→ DATA SECTION:
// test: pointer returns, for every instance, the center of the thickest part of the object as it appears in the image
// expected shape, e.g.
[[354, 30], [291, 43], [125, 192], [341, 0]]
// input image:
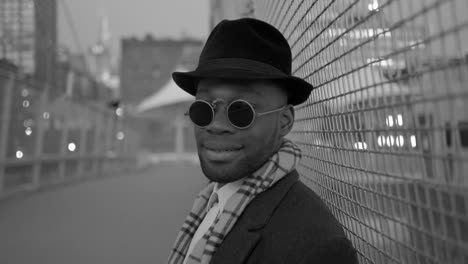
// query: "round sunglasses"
[[241, 114]]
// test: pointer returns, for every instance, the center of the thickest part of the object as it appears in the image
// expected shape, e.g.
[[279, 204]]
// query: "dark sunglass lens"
[[201, 113], [240, 114]]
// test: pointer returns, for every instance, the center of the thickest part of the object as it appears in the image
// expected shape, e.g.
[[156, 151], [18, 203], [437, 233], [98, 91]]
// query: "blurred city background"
[[98, 163]]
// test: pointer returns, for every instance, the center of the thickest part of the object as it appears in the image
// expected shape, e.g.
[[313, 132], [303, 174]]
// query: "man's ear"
[[287, 120]]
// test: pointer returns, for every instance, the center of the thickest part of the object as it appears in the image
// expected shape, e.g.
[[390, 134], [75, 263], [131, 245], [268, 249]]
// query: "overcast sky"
[[162, 18]]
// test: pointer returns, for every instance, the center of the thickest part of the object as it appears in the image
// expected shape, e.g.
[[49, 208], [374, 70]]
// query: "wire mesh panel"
[[385, 133]]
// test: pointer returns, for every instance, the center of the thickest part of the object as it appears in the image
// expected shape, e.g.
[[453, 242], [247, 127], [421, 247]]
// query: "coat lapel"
[[244, 236]]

→ TASK GOAL: Can you reproduce the listing from its start up to and including the line with "[[98, 163]]", offsetting every point coordinate in the answers by +30 and leaving the requests and format samples unchanged? Leave the pictures out.

→ REPLY:
// test: pointer returns, for every instance, the center of the thickest part of the object as it appears in the image
// expected shape, e.g.
[[354, 30], [291, 43], [125, 192], [341, 0]]
// input image:
// query: "round sunglasses"
[[271, 144]]
// test: pointer returns, for every instance, the center of the thickest part of the object as it appears in the image
// expected shape, e.g.
[[279, 204]]
// query: "dark sunglass lens"
[[231, 143], [270, 144]]
// test: pointer returns, for every instance, the center of the thickest part of the object as it appears in the image
// expected shape, e.g.
[[156, 151], [18, 203], [437, 233], [98, 91]]
// query: "blurred city background"
[[128, 193]]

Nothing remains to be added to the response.